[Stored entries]
--- START ---

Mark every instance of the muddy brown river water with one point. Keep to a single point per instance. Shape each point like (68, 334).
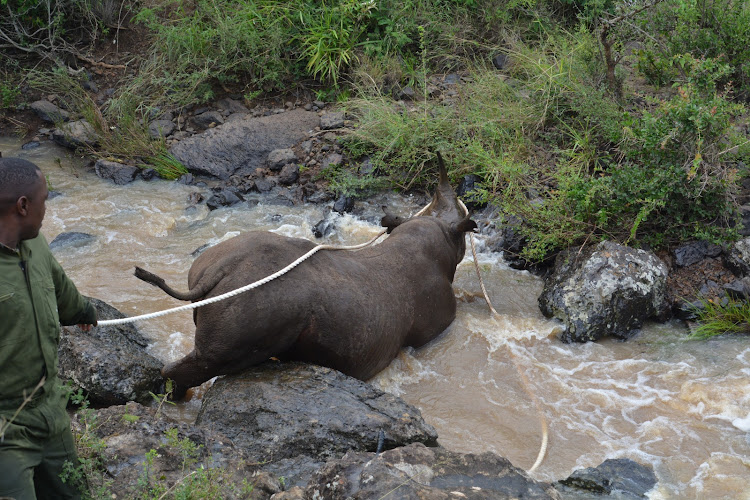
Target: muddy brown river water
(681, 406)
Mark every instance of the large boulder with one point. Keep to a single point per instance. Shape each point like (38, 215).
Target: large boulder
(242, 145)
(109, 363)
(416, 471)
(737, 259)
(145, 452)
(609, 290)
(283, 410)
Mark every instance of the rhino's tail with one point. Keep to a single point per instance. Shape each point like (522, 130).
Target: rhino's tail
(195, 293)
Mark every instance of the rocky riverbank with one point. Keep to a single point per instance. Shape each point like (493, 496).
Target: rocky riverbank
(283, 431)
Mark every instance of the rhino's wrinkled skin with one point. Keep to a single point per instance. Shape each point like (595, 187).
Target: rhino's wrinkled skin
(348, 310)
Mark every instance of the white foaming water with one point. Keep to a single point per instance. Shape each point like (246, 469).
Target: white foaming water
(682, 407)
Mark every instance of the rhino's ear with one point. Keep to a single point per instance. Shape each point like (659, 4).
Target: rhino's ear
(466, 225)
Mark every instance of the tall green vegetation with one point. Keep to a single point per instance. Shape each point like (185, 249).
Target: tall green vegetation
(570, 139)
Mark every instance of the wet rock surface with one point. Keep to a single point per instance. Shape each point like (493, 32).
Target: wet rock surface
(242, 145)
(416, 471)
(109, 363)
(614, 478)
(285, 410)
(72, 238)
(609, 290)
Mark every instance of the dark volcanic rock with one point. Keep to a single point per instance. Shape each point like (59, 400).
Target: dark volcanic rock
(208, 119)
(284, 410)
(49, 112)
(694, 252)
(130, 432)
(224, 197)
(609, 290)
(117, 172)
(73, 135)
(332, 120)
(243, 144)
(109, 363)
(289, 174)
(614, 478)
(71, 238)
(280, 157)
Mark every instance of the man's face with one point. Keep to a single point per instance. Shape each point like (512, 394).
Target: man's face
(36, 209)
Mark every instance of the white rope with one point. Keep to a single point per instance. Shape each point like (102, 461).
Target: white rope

--- END ---

*Your instructions*.
Above are the records; reproduce them exactly and leave out the pictures.

*Output for this task*.
Mark every instance of the muddy brown river water with one point. Keep to a single point per instance. Shape each point like (68, 334).
Target: muddy brown river water
(681, 406)
Mark every instance of the large boulder with one point. Keep to a single point per instance. Shape each point like (38, 215).
Target: large boulder
(242, 145)
(109, 363)
(416, 471)
(737, 259)
(145, 452)
(609, 290)
(283, 410)
Mark every instance of the rhino's tail with one point. Keep to a single point per instance. Shape each point like (522, 130).
Target: rhino's tail
(195, 293)
Mark every instance of the rocky riverbank with one point. Keep to a single point per instance. Shape each point like (493, 496).
Target: rocky riverbank
(283, 431)
Mark every instance of the rhino's wrinkled skin with one point. Keep to a single point per instance. Shape each point like (595, 187).
Target: rhino's wrinkled skin
(348, 310)
Mark every instance of the white foaming water with one point. Keep to a single point per instance. Shape each point like (246, 469).
Target: white foaming water
(682, 407)
Mark every instance of the rhino's ear with one point. Keep to a single point per instance. Shape each point like (659, 4).
Target: rhino's ear
(466, 225)
Mark every instance of the tall green vegetation with one point. Keep to a single point per instance. Shape each point like (185, 249).
Target: tall green vegetation
(570, 139)
Mark every instance of the wet rock surface with one point. Keep to a single point per instance. Shape each point like (493, 32).
Target: wet rock surface
(242, 145)
(416, 471)
(109, 363)
(614, 478)
(285, 410)
(72, 238)
(609, 290)
Mark every instance of the dark volcanic rock with one point. Keep to a single point per instance. Shape each point like (59, 400).
Target: dark volcanic rock
(208, 119)
(284, 410)
(49, 112)
(694, 252)
(130, 432)
(224, 197)
(609, 290)
(117, 172)
(73, 135)
(332, 120)
(243, 144)
(109, 363)
(289, 174)
(614, 478)
(71, 238)
(280, 157)
Mark every instance of the man's face with one point. Keep to a single point per instance. Shape each point like (512, 394).
Target: man's face
(36, 209)
Mark every instance of the white rope with one point. Keep to a single point per instance. Shape each point like (102, 461).
Target: white rope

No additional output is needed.